— TO BE DONE —
(1) Rewrite everything in the listing from the line containing "Definition first: for each instance of the locomotive cab, the" down to the line containing "[[284, 153]]", changing "locomotive cab" to "engine cab" and keeping all else the same.
(2) Write the next part of the Berlin travel story, picking up right after its final sentence.

— TEXT SHOWN —
● ● ● ● ● ● ●
Berlin is more than anything else an overwhelmingly honest city. It's like everything and nothing I've ever seen before. It's beautiful in its own classic, unafraid, rough-around-the-edges way. It works to keep its streets clean, but when coke bottles find their way to the sidewalks, it isn't ashamed. It says, matter-of-factly, "I am what I am." Berlin. Not perfect, but with a reality that is very appealing. The sidewalk felt solid beneath my feet.

Two hours later I sit down to dinner at Potsdammer Platz. A good friend of mine went to Germany for a year and told me that she survived entirely on cheese and chocolate, and until my dinner plate arrived, I didn't believe her. An hour and more cheese than an entire army could eat later, I understand first-hand what she meant.

There is a keg in the middle of the sidewalk. The head of the Pub Crawl - a British transplant named Tom - is probably the loudest person I've ever met. Everything about him is loud, from his voice to his clothes to the way he walks, confidently, pounding the cobblestones with his scuffed Timberland boots.

"We're going to another pub," Tom yells over the voices, "but before we go another meter, we need to consume at least two liters of vodka!" Out came plastic shot glasses. We look around at each other for a split second, then the crowd erupts in cheers. At the end of the Pub Crawl, I go back to find my friend who drunkenly wandered off, and once I am alone it looks more like a dungeon. The walls are uneven, the edges jagged, and the floors dusty. The air glows an eerie blue as a result of dust and blacklight, and I shiver for reasons completely unrelated to the temperature. My nose itches from the scent of stale smoke and sweat.

I sit down on a bench, put my bag beside me, and start looking for my friend on the dance floor. Reaching for my cell phone in the pocket of my bag, my hand hits the cool leather of the bench instead. Alarmed, I look over, and stare in shock at the empty space where my bag used to be.

Tearing through piles of coats and knocking over mountains of purses, I become more hysterical by the second. A man with a cigar walks up to me and offers me a smoke and I stare at him in disbelief. A girl in a hot pink cropped top offers me some tissue and the rest of her martini, and I took the tissue, not the drink.

The owner of the club emerges from a dimly-lit back room and looked at me disapprovingly. "You dumb, drunk American kid," he says in a thick, almost indiscernible German accent, and I nearly choke on my tears. "I'm not dumb," I said meekly, "I'm not drunk, and I'm not a kid. I just need to find my stuff." I barely got the words out.

"Go home, it is not here," he snarled. I felt the brick wall behind me and slowly sank to the floor, sobbing uncontrollably for the first time in years. A new song came on that was ten times louder than the last, and my thoughts struggled to find their way through the jungle of sounds. I made a mental list of my losses: camera, memory card, shirt, money, cards, IDs, passport, eurail pass, U-Bahn pass, bag, U2 patch sewn on bag. Then I had a thought. I haven't checked the men's bathroom yet. With a renewed sense of hope, I walked towards it.
● ● ● ● ● ● ●
— ROWS —

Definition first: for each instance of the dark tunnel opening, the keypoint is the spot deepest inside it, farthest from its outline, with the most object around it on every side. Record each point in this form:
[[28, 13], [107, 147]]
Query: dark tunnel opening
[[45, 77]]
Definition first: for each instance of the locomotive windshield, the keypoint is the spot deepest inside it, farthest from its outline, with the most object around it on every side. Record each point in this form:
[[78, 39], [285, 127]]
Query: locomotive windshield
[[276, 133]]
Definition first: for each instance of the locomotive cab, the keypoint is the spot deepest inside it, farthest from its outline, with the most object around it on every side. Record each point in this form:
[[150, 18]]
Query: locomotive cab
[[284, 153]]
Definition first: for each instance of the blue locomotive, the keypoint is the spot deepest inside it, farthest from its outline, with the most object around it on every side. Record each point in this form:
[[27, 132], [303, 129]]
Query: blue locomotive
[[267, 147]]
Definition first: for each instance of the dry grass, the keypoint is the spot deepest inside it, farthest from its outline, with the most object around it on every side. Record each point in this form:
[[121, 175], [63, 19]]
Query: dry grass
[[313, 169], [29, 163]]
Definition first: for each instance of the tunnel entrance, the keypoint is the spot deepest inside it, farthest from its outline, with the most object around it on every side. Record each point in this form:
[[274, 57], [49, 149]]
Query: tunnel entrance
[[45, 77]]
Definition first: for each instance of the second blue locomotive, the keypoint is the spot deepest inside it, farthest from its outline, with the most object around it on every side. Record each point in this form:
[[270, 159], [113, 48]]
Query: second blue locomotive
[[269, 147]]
● ● ● ● ● ● ●
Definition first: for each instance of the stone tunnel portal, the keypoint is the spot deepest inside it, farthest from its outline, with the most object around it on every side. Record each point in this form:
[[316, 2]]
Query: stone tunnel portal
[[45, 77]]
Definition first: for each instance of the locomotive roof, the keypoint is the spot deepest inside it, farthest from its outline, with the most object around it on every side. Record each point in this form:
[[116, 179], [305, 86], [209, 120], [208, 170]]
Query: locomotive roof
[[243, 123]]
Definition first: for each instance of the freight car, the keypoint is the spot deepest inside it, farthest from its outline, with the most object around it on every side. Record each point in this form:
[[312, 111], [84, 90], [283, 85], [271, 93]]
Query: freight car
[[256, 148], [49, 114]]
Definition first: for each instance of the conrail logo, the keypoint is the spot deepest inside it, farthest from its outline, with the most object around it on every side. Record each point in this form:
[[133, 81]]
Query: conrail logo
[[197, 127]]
● ● ● ● ● ● ●
— THE RESPONSES —
(1)
Definition first: for each instance of the engine cab, the keypoint is the spot deepest inside it, farthest from its outline, with the most object around it on every side. Record each point in this form:
[[150, 18]]
Query: engine cab
[[284, 153]]

(2)
He intercepted me three feet from the door. Huge and broad, he was clearly inebriated, but that didn’t stop him from pushing me up against a wall and knocking my head on the bricks.

"Oh sweetie, why you goin' in there? You want some of this, huh?" He pressed a hairy forearm against my neck and pointed at his crotch, and from a combination of airway obstruction and sheer horror, I gaged. I tried to wiggle out of his grip but he stood firm, braced in his sick, drunken glory against the adjacent wall. Looking frantically around, I saw no one with any semblance of authority, and the club-goers didn’t seem to notice.

I tried to wiggle a leg free to kick him in the obvious destination, but one foot remained jammed underneath his shoe and the other was stuck between a table and a wall. Pinned up against the wall, I frantically tried to figure out how I was going to get out of this situation, when he jammed his other hand down my pants. Simultaneously, I saw a navy blue billfold on the floor of the men's bathroom and switched into survival mode. I stopped struggling, and he looked at me curiously. "You like that, huh?" I threw my arms around his waist and pulled him towards me. He was too surprised to react, and too drunk to guess my next move as I kicked him so hard that he flipped over backwards and my thigh hurt on impact.

Limping into the men's bathroom I snatched the billfold off the floor. It was empty except for the innermost pocket, and by this point I was too tired to pray. I reached in to find my passport and red emergency card and in a moment of sheer bliss sank to the filthy bathroom floor.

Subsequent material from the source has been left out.